Action item:
Filter the records below, keeping only lines with the string "seed".

┌──

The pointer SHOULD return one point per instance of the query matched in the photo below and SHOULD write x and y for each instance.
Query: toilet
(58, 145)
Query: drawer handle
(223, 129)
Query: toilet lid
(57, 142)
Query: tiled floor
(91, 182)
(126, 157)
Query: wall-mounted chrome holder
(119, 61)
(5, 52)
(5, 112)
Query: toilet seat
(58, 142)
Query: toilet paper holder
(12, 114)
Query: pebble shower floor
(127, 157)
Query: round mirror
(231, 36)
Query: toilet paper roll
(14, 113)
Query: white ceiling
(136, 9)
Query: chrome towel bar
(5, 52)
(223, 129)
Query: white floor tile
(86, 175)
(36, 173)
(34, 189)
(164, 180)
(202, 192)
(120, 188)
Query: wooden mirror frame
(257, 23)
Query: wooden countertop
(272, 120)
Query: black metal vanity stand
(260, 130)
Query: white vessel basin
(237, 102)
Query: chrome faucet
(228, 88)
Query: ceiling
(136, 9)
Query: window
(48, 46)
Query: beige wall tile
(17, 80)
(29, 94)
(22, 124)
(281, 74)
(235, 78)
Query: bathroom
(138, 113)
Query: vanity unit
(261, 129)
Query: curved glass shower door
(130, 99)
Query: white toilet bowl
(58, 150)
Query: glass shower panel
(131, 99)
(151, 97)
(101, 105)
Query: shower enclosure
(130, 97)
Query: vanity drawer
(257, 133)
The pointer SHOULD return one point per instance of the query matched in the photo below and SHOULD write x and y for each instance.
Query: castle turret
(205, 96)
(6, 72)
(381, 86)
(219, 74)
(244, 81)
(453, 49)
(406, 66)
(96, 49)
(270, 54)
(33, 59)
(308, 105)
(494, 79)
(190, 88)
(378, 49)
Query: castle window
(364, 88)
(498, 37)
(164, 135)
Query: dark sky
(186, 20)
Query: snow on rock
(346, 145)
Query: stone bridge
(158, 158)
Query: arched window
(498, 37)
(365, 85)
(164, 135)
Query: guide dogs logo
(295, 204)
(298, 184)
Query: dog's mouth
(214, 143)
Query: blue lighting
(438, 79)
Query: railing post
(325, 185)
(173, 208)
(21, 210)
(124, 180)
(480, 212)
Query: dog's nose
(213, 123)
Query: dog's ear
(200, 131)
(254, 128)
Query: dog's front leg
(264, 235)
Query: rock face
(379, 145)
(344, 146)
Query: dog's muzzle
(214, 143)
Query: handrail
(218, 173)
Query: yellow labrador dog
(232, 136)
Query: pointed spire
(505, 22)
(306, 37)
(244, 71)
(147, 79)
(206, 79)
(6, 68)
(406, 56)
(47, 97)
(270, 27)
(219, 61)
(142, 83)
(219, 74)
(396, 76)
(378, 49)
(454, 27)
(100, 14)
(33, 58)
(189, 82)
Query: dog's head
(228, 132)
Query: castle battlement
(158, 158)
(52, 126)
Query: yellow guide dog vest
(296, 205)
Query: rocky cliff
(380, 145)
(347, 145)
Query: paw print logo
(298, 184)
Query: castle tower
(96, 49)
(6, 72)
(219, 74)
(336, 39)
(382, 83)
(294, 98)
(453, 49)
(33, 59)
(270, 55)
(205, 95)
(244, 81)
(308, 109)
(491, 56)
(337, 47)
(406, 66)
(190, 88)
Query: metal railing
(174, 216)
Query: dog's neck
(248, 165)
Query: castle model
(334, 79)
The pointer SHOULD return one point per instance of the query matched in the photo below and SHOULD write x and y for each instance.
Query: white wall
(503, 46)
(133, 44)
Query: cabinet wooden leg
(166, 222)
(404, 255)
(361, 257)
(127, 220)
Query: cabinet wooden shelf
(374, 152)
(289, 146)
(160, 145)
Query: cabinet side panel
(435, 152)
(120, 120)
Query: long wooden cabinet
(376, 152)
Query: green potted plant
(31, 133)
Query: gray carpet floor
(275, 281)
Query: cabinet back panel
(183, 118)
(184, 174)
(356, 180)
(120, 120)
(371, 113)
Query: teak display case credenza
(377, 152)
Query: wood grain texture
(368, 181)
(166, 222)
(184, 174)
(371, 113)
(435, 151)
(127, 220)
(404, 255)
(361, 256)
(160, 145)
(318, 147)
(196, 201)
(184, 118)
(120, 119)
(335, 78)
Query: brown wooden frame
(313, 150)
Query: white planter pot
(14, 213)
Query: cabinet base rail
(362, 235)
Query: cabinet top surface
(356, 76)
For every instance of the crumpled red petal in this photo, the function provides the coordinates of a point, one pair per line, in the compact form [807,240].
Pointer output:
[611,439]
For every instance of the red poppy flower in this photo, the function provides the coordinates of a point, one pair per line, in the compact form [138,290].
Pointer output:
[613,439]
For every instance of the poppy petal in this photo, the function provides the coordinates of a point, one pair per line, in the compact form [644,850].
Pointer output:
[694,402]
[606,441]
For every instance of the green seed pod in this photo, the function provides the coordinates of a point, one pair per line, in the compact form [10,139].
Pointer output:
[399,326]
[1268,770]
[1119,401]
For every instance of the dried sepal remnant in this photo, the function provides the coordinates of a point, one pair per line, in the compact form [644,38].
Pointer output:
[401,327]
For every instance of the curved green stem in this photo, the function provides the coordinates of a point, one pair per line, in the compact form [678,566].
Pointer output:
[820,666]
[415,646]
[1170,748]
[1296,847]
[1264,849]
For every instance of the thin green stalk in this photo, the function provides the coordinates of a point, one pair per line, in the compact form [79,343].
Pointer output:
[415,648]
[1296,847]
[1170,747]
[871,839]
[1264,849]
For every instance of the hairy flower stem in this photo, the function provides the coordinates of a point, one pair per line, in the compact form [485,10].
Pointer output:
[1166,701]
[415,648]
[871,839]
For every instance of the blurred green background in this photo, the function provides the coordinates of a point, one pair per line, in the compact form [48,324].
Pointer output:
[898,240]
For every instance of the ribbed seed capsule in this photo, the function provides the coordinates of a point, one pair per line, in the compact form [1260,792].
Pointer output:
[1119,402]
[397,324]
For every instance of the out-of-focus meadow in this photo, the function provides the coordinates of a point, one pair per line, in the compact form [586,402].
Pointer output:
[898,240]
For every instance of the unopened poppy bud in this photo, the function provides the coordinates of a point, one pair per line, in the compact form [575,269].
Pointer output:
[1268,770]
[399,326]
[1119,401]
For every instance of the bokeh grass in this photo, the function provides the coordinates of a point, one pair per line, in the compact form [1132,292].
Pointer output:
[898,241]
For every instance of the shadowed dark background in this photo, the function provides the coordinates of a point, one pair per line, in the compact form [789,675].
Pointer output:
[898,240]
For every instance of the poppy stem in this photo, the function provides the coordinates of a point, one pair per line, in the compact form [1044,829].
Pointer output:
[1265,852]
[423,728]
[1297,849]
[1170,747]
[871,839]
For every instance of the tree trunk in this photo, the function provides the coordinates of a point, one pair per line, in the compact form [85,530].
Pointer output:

└──

Answer space:
For every instance of the green seed pod in this photo, the function provides the coordinates of a point, one pair per line, in the compact form [10,139].
For every instance of the ribbed seed capsule in this photo, the function provides the coordinates of a point, one pair per line, in the compact form [1260,792].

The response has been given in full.